Task instructions ▸ Transcribe all of the listing exactly.

# # # # #

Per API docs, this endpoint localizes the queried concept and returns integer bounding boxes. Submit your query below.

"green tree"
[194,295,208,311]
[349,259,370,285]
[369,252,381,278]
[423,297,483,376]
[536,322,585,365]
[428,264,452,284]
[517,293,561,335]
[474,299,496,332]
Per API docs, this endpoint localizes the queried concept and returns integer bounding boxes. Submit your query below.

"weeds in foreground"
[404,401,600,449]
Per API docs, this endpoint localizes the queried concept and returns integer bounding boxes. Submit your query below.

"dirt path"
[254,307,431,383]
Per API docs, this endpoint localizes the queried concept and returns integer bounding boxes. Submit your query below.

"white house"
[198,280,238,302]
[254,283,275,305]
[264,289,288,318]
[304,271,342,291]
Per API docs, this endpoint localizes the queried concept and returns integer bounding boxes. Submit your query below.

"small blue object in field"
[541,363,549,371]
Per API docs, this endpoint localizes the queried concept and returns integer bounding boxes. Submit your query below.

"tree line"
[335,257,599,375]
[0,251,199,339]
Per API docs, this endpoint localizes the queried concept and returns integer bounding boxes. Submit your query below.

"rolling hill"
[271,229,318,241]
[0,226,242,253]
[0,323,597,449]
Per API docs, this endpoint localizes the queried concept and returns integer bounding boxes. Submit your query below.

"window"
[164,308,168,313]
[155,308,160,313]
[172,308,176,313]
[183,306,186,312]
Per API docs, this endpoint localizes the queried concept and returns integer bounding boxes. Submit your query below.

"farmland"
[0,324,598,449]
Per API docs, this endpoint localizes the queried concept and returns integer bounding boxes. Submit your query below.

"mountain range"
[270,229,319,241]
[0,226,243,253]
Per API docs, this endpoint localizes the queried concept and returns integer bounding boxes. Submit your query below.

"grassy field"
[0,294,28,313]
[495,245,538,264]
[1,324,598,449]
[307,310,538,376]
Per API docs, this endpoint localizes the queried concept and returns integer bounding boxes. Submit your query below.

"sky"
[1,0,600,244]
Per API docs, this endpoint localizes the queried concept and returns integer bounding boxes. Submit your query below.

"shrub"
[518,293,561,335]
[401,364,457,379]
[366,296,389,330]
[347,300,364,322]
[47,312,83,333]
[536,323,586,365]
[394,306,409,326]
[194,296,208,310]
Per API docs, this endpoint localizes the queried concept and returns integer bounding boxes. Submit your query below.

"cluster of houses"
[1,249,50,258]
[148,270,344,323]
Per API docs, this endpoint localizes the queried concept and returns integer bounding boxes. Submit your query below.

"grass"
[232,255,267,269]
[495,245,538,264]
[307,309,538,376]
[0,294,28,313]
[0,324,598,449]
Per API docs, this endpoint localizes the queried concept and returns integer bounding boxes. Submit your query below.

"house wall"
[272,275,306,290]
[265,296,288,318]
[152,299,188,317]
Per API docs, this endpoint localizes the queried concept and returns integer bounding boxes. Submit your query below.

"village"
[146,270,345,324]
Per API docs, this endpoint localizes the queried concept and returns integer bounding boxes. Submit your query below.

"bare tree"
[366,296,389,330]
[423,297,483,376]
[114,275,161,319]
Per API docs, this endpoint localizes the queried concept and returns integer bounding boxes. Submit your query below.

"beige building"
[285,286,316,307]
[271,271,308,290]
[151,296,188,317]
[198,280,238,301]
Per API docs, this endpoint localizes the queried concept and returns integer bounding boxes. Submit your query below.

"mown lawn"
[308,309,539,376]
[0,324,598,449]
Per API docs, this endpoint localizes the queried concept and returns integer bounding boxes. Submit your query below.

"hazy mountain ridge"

# # # # #

Solved exercise ▸
Per API docs, this endpoint localizes the queried concept and returns integer bounding boxes. Submit your query below.

"green tree"
[194,295,208,311]
[349,259,370,285]
[369,252,381,278]
[423,297,483,376]
[536,322,585,365]
[428,264,452,284]
[517,293,561,335]
[474,299,496,332]
Per API docs, this endpoint localizes the queried concept and returns integer bounding boxes. Submit your query below.

"weeds in foreground"
[404,401,600,449]
Per API docs, this endpoint localizes the queried concept and returns integer bounding boxes. Submit your query below.

"dirt path"
[254,307,431,383]
Per API docs, this endpoint localizes the queried concept and returns integer bounding boxes. Submit your query below.

"white house"
[198,280,238,302]
[254,283,275,305]
[264,289,288,318]
[304,271,342,291]
Per API docs, this endpoint localizes the queried concept and returns integer bounding boxes. Submit your query below.

"small blue object in field"
[541,363,549,371]
Per API docs, this endpoint localizes the queried concept and returns integer bounding boxes. Submit your query below.

"tree line"
[335,257,599,375]
[0,251,199,339]
Per API docs, this endpoint localizes the queried concept and returns integer bounding boxes. Submit your query below.

"rolling hill"
[271,229,318,241]
[0,226,242,253]
[0,323,597,449]
Per API docs, this endpoint localizes the queried concept and returns integer bounding boxes. Submit your query below.

"window"
[164,308,168,313]
[155,308,160,313]
[172,308,176,313]
[183,306,186,312]
Per API docs, this endpoint localizes the queried concept and returns integer bounding boxes. Submit your query below.

"farmland"
[0,324,598,449]
Per API docs, this endpoint localizes the queried concept and returns integer bounding boxes. Submit your query below.

"mountain range"
[270,229,319,241]
[0,226,243,253]
Per API docs, this endpoint localizes the queried concept and returns integer bounding boxes. Submit your query below.

"grassy field"
[0,294,28,313]
[495,245,538,264]
[1,324,598,449]
[307,310,538,376]
Per API docs, this endpoint localizes the queried concept and returns integer bounding boxes. Submit your query below.

"sky"
[1,0,600,244]
Per API docs, this endpoint localizes the queried concept and returns integer bounding boxes. Submit your query below.

"shrub"
[518,293,561,335]
[401,364,457,379]
[366,296,389,330]
[347,300,364,322]
[47,312,83,333]
[536,323,586,365]
[394,306,409,326]
[194,296,208,310]
Per API docs, this endpoint localizes the queried concept and returns integer bounding boxes. Submit your query below.

"cluster of houses"
[1,249,50,258]
[148,270,344,323]
Per API docs, this endpoint localizes the queried concept and returns integer bounding boxes. Submit your query below.

"grass"
[232,255,267,269]
[495,245,538,264]
[307,309,538,376]
[0,294,28,313]
[0,324,598,449]
Per API docs, this endpoint localizes the queried concept and returns integer bounding boxes. Submit your query below.

"house wall"
[272,275,306,290]
[265,296,288,318]
[152,299,188,317]
Per API docs, this endpoint localizes the queried concept and returns integer bounding boxes. Submit your query below.

"village"
[146,270,345,324]
Per API docs, this endpoint localizes the queried concept and returns integer bounding boxes. Submit your query below.

"bare tree"
[366,296,389,330]
[423,297,483,376]
[114,275,161,319]
Per API docs, this endpoint localizes the queried concept and returns integer bounding boxes. Submit your query below.

"beige building"
[285,286,316,307]
[271,271,308,290]
[151,296,188,317]
[198,280,238,301]
Per API docs, this endpoint localizes the queried concept and returns integer bounding boxes. Submit your query below.

"mown lawn"
[308,309,539,376]
[0,324,598,449]
Per API docs, this endpoint localizes the queried concept and returns integer bounding boxes. Submit your query below.

"hazy mountain ridge"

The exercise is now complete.